WORK REQUEST 1 » Transcribe the QSAR passage from "One could not, however, confirm" to "synthesized and tested.".
WORK REQUEST 2 »
Answer these questions using the QSAR passage:
(a) What does the abbreviation QSAR stand for?
(b) Which two 3D QSAR methods are named as the most popular?
(c) What does the CoMSIA method use to avoid the problems caused by very high interaction energies?

DOCUMENT EXTRACT »
+-------+

One could not, however, confirm that the compounds designed would always possess good inhibitory activity to EGFR, while experimental assessments of inhibitory activity of these compounds are time-consuming and expensive. Consequently, it is of interest to develop a prediction method for biological activities before the synthesis. Quantitative structure activity relationship (QSAR) searches information relating chemical structure to biological and other activities by developing a QSAR model. Using such an approach one could predict the activities of newly designed compounds before a decision is being made whether these compounds should be really synthesized and tested.

Many different approaches to QSAR have been developed over the years. The rapid increase in three-dimensional structural information (3D) of bioorganic molecules, coupled with the development of fast methods for 3D structure alignment (e.g. active analogue approach), has led to the development of 3D structural descriptors and associated 3D QSAR methods. The most popular 3D QSAR methods are comparative molecular field analysis (CoMFA)and comparative molecular similarity analysis (CoMSIA) [8, 9].The CoMFA method involves generation of a common three dimensional lattice around a set of molecules and calculation of the steric and electrostatic interaction energies at the lattice points. The interaction energies are numerically very high when a lattice point is very close to an atom and special care needs to be taken in order to avoid problems arising because of this. The CoMSIA method avoids these problems by using similarity function represented as Gaussian. This information around the molecule is converted into numerical data using the partial least squares (PLS) method that reduces the dimensionality of data by generating components. However, a major disadvantage is that PLS attempts to fit a linear curve among all the points in the data set. Further, the PLS method does not offer scope for improvement in results. It has been observed from several reports that the predictive ability of PLS method is rather poor due to fitting of a linear curve between the available points. In the case of the CoMSIA method, molecular similarity is evaluated and used instead of molecular field, followed by PLS analysis.

+-------+

ENTRIES SHOWN »
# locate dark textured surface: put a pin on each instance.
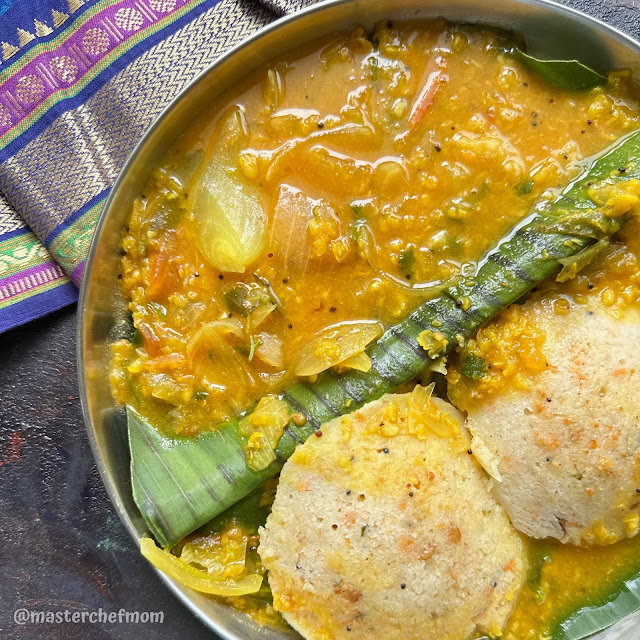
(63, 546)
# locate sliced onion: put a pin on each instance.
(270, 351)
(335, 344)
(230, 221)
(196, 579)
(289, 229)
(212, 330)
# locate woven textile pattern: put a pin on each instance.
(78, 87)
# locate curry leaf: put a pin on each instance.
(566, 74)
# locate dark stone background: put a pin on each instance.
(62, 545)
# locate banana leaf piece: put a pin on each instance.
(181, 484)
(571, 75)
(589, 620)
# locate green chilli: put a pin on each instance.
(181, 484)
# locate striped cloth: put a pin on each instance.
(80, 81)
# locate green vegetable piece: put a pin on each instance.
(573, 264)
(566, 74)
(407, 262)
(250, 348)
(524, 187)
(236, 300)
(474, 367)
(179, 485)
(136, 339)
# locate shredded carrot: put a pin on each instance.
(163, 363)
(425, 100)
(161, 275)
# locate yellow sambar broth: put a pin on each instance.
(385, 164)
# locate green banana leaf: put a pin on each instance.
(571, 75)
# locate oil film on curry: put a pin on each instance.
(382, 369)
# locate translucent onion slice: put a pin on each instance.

+-------+

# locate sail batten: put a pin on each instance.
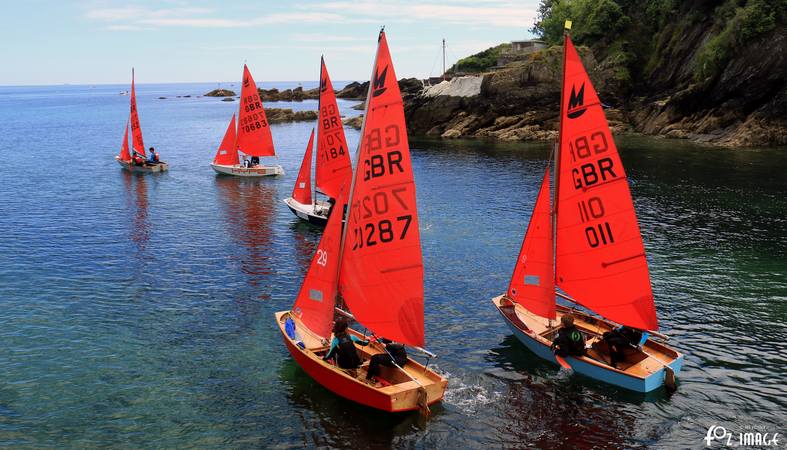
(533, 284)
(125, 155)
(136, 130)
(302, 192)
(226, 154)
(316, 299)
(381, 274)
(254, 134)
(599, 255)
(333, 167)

+-------+

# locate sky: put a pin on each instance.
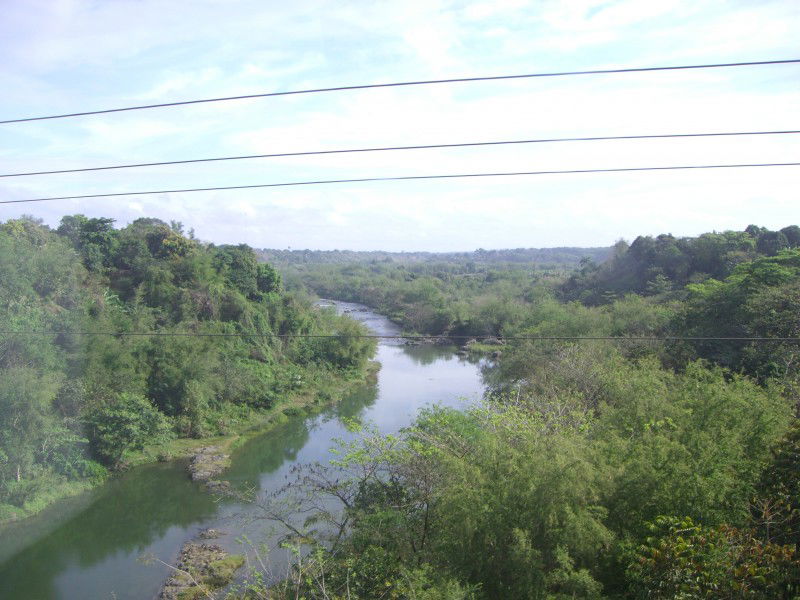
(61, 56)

+-------+

YOUR RESPONSE 1 »
One could not, however, confirm that the compounds designed would always possess good inhibitory activity to EGFR, while experimental assessments of inhibitory activity of these compounds are time-consuming and expensive. Consequently, it is of interest to develop a prediction method for biological activities before the synthesis. Quantitative structure activity relationship (QSAR) searches information relating chemical structure to biological and other activities by developing a QSAR model. Using such an approach one could predict the activities of newly designed compounds before a decision is being made whether these compounds should be really synthesized and tested.

YOUR RESPONSE 2 »
(a) Quantitative structure activity relationship.
(b) Comparative molecular field analysis (CoMFA) and comparative molecular similarity analysis (CoMSIA).
(c) A similarity function represented as Gaussian.